Copy every line below that has the word "roof" in it.

(Saved entries)

------------------------------------------------

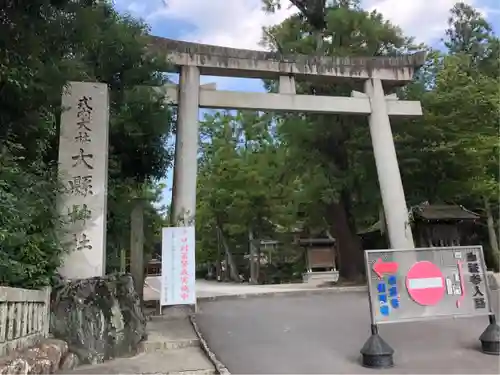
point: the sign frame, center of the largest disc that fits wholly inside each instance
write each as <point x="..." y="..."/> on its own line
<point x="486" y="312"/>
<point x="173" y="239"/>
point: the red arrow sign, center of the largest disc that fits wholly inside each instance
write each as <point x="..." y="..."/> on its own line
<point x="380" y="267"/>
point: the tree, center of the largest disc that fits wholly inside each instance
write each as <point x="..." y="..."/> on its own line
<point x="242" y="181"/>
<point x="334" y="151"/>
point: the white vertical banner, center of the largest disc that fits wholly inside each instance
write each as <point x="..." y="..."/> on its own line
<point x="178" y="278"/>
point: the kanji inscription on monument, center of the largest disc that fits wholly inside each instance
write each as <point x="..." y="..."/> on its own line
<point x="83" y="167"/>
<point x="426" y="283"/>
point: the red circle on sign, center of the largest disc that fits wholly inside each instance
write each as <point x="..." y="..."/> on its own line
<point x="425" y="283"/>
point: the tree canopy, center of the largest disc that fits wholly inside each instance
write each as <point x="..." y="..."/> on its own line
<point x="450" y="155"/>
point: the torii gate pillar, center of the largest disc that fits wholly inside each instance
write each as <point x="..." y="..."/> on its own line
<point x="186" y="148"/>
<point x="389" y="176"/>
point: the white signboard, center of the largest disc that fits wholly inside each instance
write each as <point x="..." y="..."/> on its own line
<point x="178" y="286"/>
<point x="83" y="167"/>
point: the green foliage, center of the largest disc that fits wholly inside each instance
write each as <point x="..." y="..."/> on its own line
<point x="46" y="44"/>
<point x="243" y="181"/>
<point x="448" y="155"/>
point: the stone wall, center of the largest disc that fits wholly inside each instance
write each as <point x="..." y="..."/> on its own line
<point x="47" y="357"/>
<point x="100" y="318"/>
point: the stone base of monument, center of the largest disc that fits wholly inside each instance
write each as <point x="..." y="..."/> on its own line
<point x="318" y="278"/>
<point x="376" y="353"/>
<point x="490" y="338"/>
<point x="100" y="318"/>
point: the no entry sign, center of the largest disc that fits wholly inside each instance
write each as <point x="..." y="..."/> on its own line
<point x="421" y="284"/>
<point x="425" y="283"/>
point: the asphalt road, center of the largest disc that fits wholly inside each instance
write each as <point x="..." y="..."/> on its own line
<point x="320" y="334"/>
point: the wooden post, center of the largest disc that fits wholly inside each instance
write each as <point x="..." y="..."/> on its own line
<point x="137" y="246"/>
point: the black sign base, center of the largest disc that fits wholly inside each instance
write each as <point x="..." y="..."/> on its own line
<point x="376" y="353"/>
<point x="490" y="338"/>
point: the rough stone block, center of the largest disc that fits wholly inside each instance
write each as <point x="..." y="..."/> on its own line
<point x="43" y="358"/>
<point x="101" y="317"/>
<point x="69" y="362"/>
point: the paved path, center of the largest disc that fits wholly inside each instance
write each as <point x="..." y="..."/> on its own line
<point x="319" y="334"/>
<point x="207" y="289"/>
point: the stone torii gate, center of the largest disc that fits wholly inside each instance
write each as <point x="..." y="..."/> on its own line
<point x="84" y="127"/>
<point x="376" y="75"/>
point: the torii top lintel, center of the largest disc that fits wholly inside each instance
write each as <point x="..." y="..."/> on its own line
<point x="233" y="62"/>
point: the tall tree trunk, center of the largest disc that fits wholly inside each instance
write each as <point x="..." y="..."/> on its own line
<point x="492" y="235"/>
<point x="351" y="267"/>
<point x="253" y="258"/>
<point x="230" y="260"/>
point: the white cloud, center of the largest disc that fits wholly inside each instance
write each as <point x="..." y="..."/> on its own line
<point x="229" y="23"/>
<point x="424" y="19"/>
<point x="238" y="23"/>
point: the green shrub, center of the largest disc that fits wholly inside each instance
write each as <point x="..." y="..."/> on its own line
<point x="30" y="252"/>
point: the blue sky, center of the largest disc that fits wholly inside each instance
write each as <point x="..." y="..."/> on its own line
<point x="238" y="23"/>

------------------------------------------------

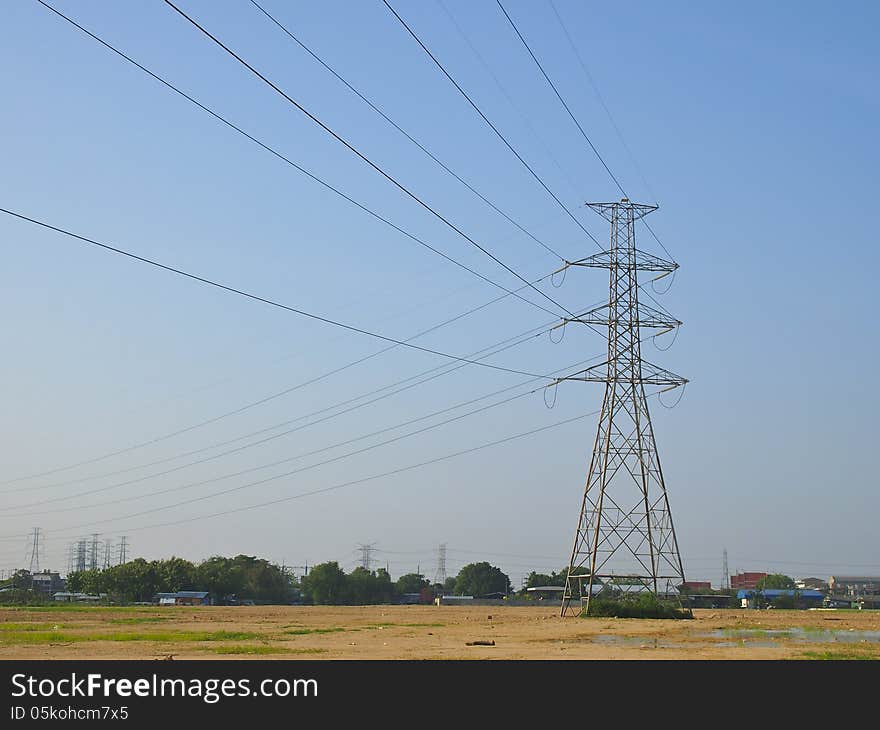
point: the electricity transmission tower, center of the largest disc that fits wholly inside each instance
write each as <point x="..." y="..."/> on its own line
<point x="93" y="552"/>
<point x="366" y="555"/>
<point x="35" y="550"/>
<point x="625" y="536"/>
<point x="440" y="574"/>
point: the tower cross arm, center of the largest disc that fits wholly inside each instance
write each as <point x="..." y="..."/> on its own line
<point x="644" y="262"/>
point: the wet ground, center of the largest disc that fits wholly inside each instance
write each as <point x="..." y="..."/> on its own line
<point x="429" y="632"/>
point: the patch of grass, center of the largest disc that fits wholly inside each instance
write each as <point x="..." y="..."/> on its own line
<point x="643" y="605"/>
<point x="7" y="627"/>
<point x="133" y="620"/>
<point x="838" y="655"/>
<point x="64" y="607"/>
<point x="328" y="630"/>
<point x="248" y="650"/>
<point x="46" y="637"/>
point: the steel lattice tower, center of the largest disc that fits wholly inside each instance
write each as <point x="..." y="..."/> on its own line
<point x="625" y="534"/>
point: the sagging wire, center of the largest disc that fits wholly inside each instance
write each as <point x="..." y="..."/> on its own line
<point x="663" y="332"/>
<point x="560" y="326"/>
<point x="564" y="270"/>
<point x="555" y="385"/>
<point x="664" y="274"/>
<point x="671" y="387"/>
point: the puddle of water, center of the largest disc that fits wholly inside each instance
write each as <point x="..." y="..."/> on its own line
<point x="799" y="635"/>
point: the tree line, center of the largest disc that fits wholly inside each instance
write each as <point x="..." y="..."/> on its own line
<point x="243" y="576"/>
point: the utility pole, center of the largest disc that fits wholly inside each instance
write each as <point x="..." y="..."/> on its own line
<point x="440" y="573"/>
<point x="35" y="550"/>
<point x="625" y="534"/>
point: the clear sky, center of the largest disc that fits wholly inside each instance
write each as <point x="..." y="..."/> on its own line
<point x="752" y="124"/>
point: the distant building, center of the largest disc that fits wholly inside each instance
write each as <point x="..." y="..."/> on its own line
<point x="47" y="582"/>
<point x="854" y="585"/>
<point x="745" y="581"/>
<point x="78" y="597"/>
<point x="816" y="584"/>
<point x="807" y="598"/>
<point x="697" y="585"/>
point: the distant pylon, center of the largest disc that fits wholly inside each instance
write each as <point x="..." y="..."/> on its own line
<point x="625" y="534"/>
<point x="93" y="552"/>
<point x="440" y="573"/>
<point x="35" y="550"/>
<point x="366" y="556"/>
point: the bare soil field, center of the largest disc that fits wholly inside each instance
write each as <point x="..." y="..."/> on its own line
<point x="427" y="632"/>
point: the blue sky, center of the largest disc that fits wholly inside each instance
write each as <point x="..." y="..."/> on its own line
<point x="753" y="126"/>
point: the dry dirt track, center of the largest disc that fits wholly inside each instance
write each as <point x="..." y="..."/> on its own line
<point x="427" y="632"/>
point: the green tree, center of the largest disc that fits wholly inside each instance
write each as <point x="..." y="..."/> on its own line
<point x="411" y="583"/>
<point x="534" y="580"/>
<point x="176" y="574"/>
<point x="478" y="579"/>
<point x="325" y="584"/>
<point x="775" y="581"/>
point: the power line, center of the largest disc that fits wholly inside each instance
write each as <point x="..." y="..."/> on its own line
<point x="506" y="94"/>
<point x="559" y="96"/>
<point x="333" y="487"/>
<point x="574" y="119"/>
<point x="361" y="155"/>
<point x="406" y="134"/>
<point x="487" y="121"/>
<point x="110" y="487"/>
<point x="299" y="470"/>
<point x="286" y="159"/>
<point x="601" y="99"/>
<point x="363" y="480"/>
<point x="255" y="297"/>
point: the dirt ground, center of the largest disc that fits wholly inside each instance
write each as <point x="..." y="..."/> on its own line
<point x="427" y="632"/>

------------------------------------------------

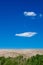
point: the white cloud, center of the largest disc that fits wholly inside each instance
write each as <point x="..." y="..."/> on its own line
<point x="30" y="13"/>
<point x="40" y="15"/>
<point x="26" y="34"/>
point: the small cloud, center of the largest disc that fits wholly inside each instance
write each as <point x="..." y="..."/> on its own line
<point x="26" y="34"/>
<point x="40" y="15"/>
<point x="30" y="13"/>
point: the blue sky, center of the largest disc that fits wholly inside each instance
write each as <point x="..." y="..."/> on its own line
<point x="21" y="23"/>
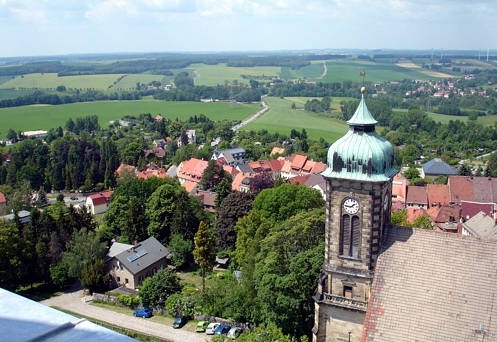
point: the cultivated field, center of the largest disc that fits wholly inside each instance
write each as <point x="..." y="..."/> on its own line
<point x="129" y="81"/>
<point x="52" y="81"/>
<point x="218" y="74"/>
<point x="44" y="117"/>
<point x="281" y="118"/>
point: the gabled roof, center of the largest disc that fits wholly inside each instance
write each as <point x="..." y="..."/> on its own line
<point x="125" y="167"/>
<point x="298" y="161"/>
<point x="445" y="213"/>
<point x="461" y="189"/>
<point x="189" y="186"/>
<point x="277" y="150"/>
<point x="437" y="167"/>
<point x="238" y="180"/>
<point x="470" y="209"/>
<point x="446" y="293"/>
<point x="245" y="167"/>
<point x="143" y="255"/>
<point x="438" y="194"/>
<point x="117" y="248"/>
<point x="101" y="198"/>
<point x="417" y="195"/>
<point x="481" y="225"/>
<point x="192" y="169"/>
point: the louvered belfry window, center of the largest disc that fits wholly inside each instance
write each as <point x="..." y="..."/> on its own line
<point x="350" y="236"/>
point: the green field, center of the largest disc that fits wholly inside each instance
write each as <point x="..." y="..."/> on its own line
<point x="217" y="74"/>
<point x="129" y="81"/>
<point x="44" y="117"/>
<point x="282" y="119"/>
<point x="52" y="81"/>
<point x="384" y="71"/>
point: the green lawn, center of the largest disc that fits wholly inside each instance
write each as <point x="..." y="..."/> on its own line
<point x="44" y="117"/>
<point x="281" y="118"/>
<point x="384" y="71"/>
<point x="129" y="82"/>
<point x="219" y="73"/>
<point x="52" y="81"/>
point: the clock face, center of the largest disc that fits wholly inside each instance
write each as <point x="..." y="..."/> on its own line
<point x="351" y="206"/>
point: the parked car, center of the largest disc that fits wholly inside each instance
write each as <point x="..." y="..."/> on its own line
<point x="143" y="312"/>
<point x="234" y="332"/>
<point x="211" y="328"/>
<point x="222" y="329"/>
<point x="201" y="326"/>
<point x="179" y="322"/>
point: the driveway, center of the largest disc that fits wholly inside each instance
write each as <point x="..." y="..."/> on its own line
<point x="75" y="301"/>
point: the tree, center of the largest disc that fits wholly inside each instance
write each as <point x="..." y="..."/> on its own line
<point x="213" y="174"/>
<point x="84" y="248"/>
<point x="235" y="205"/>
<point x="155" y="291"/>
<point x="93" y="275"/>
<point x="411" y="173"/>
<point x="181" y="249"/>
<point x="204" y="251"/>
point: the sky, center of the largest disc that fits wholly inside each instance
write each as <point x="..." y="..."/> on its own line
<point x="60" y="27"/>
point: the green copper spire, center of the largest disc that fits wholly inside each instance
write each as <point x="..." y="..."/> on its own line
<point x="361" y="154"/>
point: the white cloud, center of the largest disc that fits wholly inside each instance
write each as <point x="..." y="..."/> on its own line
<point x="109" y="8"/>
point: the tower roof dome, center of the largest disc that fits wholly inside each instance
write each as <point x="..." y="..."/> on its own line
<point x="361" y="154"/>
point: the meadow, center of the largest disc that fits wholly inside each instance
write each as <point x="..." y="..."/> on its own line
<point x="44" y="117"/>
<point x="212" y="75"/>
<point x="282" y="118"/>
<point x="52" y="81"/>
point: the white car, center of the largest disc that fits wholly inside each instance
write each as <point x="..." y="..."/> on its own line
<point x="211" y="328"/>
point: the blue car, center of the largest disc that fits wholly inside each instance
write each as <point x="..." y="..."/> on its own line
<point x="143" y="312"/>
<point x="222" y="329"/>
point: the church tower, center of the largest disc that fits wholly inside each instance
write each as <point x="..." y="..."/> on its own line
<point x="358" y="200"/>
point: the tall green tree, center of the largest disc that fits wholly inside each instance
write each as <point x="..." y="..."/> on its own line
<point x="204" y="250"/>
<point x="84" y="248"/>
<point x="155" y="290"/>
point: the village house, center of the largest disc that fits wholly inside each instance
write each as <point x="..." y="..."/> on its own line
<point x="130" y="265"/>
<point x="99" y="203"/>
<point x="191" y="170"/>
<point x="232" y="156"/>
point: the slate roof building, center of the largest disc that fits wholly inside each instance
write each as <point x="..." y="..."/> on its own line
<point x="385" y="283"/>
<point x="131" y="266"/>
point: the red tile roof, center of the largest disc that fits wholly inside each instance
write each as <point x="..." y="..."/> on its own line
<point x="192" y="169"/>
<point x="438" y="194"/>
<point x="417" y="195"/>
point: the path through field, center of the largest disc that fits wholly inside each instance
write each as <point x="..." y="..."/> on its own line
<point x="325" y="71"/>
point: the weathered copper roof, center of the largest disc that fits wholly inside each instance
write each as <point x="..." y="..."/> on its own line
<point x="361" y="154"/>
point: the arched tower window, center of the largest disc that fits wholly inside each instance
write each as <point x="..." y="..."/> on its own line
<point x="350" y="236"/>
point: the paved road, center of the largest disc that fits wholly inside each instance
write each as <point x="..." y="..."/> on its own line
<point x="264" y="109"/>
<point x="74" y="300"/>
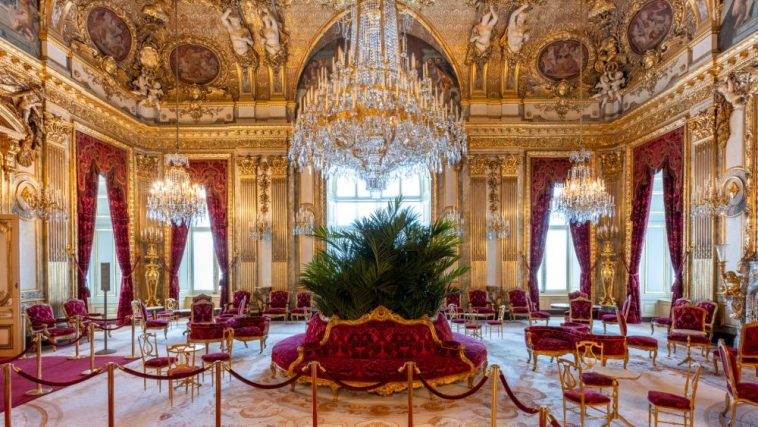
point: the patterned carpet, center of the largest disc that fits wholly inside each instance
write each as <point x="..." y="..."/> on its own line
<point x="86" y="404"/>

------------------------------------------------

__ANSWER TO THIS PROBLEM__
point: the gabled roof, center of the largest disc that fits wholly inside each instance
point: the tower roof dome, center of the largest disc that fits wholly inside each instance
point: the slate roof building, center of the largest disc that fits wholly inside each instance
point: the red tile roof, center of the largest disc that fits wholly inside each instance
point: the weathered copper roof, center of the largest disc that fits wholly inside each instance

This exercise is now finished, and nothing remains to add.